- _Consigne_
Pouvez-vous reproduire à l'identique le passage de l'article sur le déremboursement du Multaq qui s'ouvre sur les mots contenant « C'était même devenu  un » et se clôt sur « système du médicament. » ?

- _Texte à lire_
------------------------------

Cette fois, le sort du Multaq semble scellé. En France, en tout cas. Lundi matin, le Ministre de la Santé Xavier Bertrand a indiqué qu'il "ne [s']opposerai[t] pas" au déremboursement de ce médicament de Sanofi contre les troubles du coeur.

Samedi 16 juillet, la Commission de la Transparence avait officiellement publié l'avis rendu lors de sa réunion du 22 juin dernier, dans lequelle elle rendait un "avis défavorable au maintien de l'inscription sur la liste des médicaments remboursables" pour le Multaq. "Le service médical rendu [par le médicament] est insuffisant pour justifier le maintien de sa prise en charge par la solidarité nationale" juge l'instance, chargée en France d'évaluer l'intérêt thérapeutique des médicaments proposés au remboursement.

Dans un contexte rendu dififcile pour les laboratoires pharmaceutiques depuis l'affaire du Mediator, la décision était attendue (lire "La Tribune" du 20 mai). 

C'était même devenu  un secret de Polichinelle : "je suivrai l'avis de la Commission, sans hésiter et sans trembler" avait indiqué  le Ministre lui-même, le 23 juin dernier, en marge de la conférence de presse qui dévoilait sa réforme du système du médicament.

Commercialisé en France depuis octobre 2010, le Multaq était jusqu'à présent remboursé au taux maximal de la Sécurité sociale, à 65 %. En six mois, d'octobre à mars, il a rapporté 4,5 millions d'euros à son fabricant dans l'Hexagone, selon des chiffres que s'est procurés "La Tribune". Il a coûté 3,7 millions à la Sécurité sociale.

Mais Sanofi y a toujours vu un "blockbuster" (médicament rapportant plus d'un milliard d'euros de ventes) potentiel, dans un contexte de perte massive des brevets de ses produits historiques. Vendu aux États-Unis et dans plusieurs pays d'Europe, le Multaq a rapporté 172 millions d'euros au labo en 2010.

Reste à savoir si le produit, déremboursé, sera maintenu ou pas sur le marché. C'est en principe la responsabilité de l'Agence européenne du médicament, qui étudie actuellement le profil bénéfice/risque du Multaq. Cette revue a été décidée après deux cas d'insuffisance hépatique aiguë révélés début 2011 chez des femmes prenant du Multaq.  Ses conclusions devraient être connues d'ici la fin du mois.

------------------------------

- _Données fournies_
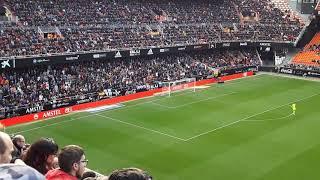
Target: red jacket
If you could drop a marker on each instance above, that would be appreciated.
(58, 174)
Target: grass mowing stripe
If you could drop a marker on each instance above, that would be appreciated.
(235, 122)
(151, 130)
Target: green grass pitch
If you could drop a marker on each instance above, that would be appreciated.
(242, 130)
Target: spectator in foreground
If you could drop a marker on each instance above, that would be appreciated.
(6, 148)
(129, 174)
(19, 145)
(72, 164)
(41, 155)
(19, 172)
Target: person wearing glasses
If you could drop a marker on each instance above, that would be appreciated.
(72, 164)
(41, 154)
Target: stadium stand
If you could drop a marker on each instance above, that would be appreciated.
(310, 55)
(107, 25)
(31, 87)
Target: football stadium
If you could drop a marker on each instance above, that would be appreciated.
(170, 90)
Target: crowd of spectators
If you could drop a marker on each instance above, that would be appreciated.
(44, 160)
(304, 66)
(47, 84)
(313, 47)
(107, 25)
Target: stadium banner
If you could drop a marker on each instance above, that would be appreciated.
(120, 99)
(299, 72)
(30, 61)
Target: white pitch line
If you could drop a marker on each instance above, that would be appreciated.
(261, 120)
(61, 122)
(193, 102)
(48, 125)
(226, 125)
(141, 127)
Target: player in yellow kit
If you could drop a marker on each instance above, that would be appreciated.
(294, 108)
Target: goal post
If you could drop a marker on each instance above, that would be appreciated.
(179, 85)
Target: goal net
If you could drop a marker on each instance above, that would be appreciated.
(176, 86)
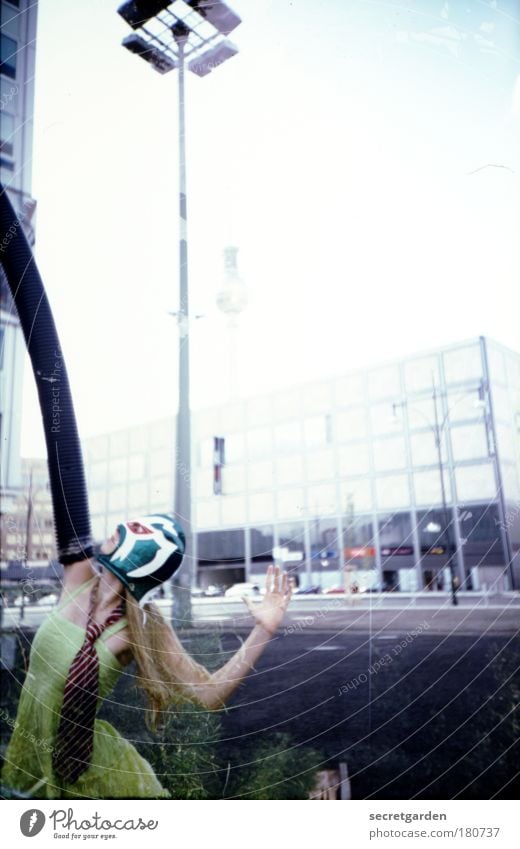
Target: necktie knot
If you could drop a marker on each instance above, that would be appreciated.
(74, 740)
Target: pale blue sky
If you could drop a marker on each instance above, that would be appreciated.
(336, 150)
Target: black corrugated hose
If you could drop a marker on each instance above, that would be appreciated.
(66, 474)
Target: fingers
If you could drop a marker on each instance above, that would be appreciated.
(248, 603)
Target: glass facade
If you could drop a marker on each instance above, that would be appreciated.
(342, 481)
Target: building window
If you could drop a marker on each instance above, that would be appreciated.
(219, 459)
(8, 50)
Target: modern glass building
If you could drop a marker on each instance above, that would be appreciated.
(385, 476)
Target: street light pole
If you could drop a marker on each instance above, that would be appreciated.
(438, 436)
(181, 613)
(169, 34)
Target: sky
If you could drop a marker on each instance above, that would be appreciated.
(363, 156)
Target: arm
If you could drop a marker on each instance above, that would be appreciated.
(212, 690)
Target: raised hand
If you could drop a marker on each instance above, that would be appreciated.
(278, 590)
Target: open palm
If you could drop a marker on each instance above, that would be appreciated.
(278, 590)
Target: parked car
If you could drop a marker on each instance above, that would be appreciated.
(51, 598)
(212, 591)
(239, 590)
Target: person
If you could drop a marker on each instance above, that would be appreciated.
(103, 621)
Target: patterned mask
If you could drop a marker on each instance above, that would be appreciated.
(149, 552)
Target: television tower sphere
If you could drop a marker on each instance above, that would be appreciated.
(232, 296)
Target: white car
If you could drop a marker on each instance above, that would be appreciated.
(239, 590)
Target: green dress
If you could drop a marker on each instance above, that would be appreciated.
(116, 770)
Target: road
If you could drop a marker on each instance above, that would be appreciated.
(418, 699)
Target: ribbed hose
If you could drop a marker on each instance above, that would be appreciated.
(67, 479)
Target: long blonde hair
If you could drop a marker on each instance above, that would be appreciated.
(160, 657)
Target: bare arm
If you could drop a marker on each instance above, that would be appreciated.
(212, 690)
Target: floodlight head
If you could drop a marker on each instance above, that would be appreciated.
(216, 13)
(158, 61)
(138, 12)
(211, 59)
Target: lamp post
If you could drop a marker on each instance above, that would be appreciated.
(437, 428)
(168, 35)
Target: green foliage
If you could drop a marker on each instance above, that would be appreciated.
(279, 771)
(184, 753)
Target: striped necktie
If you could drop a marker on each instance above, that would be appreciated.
(75, 738)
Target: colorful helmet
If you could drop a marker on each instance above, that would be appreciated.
(149, 551)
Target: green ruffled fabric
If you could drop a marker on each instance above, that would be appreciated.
(117, 770)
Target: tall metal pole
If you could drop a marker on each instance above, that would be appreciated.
(454, 598)
(181, 610)
(489, 422)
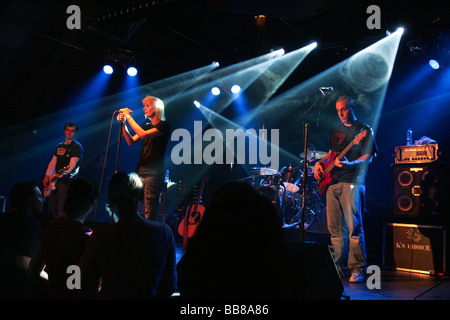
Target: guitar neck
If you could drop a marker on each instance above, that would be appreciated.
(340, 156)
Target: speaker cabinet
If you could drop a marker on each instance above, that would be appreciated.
(420, 193)
(415, 248)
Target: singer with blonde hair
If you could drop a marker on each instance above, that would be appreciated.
(154, 136)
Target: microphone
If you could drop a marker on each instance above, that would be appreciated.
(118, 111)
(325, 89)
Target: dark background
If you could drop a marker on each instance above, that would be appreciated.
(46, 69)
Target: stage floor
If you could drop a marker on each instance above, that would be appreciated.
(394, 285)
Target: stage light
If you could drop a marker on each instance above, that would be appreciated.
(108, 69)
(434, 64)
(132, 71)
(235, 89)
(215, 91)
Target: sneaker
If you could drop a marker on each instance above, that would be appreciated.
(357, 277)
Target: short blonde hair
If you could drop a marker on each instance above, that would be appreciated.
(158, 103)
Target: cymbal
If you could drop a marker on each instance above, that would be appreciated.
(317, 155)
(264, 171)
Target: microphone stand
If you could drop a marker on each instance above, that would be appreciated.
(118, 144)
(305, 164)
(117, 158)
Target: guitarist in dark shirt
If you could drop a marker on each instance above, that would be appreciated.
(62, 169)
(341, 175)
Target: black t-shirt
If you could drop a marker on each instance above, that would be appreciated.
(340, 137)
(64, 152)
(151, 160)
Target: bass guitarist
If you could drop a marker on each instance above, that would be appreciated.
(62, 169)
(345, 193)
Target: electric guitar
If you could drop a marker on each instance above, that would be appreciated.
(325, 180)
(53, 179)
(193, 216)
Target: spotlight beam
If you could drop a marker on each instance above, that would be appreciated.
(366, 74)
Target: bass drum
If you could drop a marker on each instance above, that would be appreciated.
(269, 193)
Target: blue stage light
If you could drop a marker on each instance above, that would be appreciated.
(108, 69)
(132, 71)
(215, 91)
(434, 64)
(235, 89)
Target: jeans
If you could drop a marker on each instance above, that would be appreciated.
(57, 200)
(153, 186)
(345, 207)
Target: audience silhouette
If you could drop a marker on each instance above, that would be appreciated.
(19, 233)
(238, 250)
(135, 258)
(63, 241)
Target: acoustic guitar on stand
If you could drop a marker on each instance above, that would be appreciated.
(193, 216)
(326, 178)
(53, 179)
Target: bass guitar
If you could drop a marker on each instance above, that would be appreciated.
(326, 178)
(53, 179)
(193, 216)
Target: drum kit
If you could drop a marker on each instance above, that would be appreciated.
(284, 189)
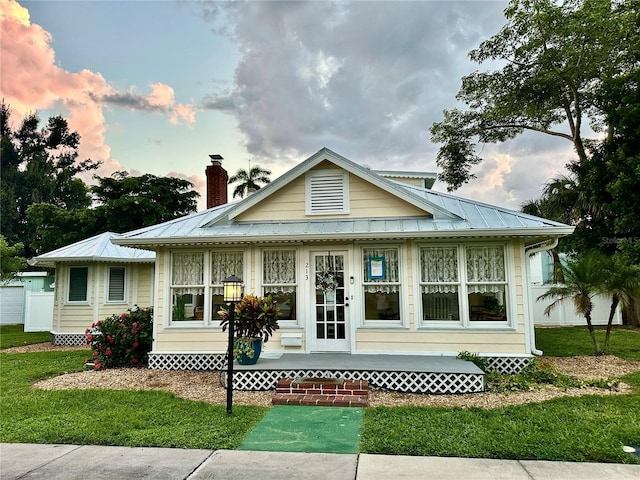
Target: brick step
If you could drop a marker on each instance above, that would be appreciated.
(323, 386)
(321, 391)
(320, 400)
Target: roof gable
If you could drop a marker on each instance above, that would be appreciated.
(97, 249)
(453, 217)
(316, 161)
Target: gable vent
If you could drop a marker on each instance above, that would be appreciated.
(327, 192)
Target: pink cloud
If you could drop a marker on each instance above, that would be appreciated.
(31, 80)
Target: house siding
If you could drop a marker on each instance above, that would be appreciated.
(410, 336)
(76, 318)
(366, 201)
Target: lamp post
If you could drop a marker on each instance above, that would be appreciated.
(232, 293)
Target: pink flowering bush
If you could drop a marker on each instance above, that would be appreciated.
(122, 340)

------------------------------

- _Corrigé_
C'était même devenu  un secret de Polichinelle : "je suivrai l'avis de la Commission, sans hésiter et sans trembler" avait indiqué  le Ministre lui-même, le 23 juin dernier, en marge de la conférence de presse qui dévoilait sa réforme du système du médicament.